◆ **Task requirements**:
A – In the news article about the hormone therapy lawsuit, what health risks do the plaintiffs say the drug companies failed to disclose? List all of them.
B – Pick up the news article about the hormone therapy lawsuit from its final sentence and write what comes next.

◆ **Excerpt to read**:
Friday, April 26, 2024

Suit filed over HRT drugs blamed for breast cancer

A Jasper County woman has filed a federal lawsuit against Pfizer and Wyeth, claiming the hormone therapy drugs manufactured by the pharmaceutical companies caused her breast cancer.

Scharlotte Fitzgerald says she began taking hormone replacement drugs in 1994. In 2001 she was diagnosed with breast cancer.

Fitzgerald and her husband Larry filed a personal injury suit against the drug companies in the Beaumont Division of the Eastern District of Texas on Nov. 2. They are seeking in excess of $75,000 in damages.

"This lawsuit asserts claims for negligence; strict product liability for failure to warn, strict product liability for design defect; and breach of implied warranty against the defendants responsible for the design, manufacture, production, testing, study, inspection, mixture, labeling, marketing, advertising, sales, promotion and/or distribution of those hormone therapy products that caused her breast cancer," the plaintiffs' original complaint states.

The plaintiffs' claim that the defendants had an obligation to provide warnings about risks and side effects of their hormone therapy drugs as soon as it was aware of them. The suit alleges that the drug companies failed to disclose "an increased incidence and risk of strokes, blood clots, heart attacks, breast cancers and ovarian cancer from these drugs."

Plaintiffs also assert that the defendants made claims regarding health benefits of the drugs and should have known "that these claims were false and misleading."

◆ **Dataset entries**:
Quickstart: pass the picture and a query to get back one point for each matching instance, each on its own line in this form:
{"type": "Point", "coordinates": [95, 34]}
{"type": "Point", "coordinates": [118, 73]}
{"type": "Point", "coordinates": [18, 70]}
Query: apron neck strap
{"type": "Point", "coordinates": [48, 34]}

◆ **Answers for each item**:
A – Strokes, blood clots, heart attacks, breast cancers, ovarian cancer

B –
The defendants also gave a false impression that adequate pre-marketing clinical testing and research and post-marketing surveillance had been done, the plaintiffs claim.

"Plaintiff would not have ingested the hormone therapy drugs … or would have discontinued their use, or would have used safer alternative methods, had defendants disclosed the true health consequences, risks, and adverse effects, including the increased incidence and risk of breast cancer and other illnesses, caused by their hormone drugs," the complaint states.

In the first claim against defendants, the plaintiff alleges that the companies were negligent by failing to exercise reasonable care in designing, manufacturing, testing and distributing the hormone replacement drugs.

"Defendants knew or should have known that their hormone therapy drugs caused unreasonable harm and dangerous side effects that many users would be unable to remedy by any means," the petition states. "Despite this, defendants continued to promote and market their hormone therapy drugs for use by consumers, including plaintiff, when safer and more effective methods of countering the negative health effects of menopause were available."

The petition also includes claims for strict liability through failure to warn and design defect.

"These hormone therapy drugs were each dangerous to an extent beyond that which would be contemplated by the ordinary consumer who purchased them," the suit says. "They were more dangerous than plaintiff contemplated. The risk of each of these hormone therapy drugs outweighs its utility."

The companies also breached implied warranty, the suit said, because they sold the drugs as being of "merchantable quality and safe and fit for their intended use."

Scharlotte Fitzgerald is seeking damages to exceed $75,000, attorney fees, costs of suit and other relief that the court may deem just and proper.

Her husband, Larry Fitzgerald is also seeking monetary damages for his loss of spousal services, society and companionship.

Christopher Kirchmer of the Provost Umphrey Law Firm LLP in Beaumont is representing the plaintiffs.

The case has been assigned to U.S. District Judge Thad Heartfield.